Action item:
What is the number of lines in the data holding the word "white"? Give that number by itself.

[Items from a dataset]
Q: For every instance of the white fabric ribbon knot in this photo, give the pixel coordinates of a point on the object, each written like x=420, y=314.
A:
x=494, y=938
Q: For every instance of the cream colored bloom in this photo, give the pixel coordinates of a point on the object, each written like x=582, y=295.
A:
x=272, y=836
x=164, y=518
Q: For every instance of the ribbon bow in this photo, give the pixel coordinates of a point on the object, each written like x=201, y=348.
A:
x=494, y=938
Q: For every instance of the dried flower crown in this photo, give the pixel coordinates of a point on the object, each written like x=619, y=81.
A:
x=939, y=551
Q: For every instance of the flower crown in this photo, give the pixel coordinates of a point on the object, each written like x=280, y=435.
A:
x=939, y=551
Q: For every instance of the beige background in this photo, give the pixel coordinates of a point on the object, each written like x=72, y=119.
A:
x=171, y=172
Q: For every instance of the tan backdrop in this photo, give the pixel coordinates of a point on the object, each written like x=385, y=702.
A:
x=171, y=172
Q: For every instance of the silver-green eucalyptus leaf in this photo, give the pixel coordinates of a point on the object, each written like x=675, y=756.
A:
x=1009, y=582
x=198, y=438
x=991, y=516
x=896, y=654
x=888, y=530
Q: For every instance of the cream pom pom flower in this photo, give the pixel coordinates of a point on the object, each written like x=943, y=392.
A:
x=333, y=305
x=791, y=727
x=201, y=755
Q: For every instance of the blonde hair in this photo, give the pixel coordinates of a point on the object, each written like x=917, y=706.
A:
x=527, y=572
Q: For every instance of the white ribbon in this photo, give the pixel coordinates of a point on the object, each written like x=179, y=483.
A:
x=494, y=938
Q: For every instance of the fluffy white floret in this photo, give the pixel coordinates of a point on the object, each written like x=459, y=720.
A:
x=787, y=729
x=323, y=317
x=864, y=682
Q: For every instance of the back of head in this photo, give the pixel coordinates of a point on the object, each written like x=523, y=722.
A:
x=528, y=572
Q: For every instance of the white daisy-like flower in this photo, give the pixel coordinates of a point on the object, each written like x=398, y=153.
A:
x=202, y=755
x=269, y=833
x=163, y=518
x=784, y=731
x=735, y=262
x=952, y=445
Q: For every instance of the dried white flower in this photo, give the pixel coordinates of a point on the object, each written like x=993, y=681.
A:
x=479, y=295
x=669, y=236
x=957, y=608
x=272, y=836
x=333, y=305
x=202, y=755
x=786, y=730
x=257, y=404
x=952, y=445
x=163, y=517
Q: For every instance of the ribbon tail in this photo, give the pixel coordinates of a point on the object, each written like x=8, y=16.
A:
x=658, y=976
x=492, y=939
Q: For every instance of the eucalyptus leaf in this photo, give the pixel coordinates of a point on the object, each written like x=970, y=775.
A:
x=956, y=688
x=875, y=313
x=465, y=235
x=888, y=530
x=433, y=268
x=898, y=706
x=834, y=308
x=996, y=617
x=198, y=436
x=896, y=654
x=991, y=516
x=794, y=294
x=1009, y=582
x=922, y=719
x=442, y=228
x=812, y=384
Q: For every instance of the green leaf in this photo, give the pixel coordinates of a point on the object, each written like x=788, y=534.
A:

Task solution:
5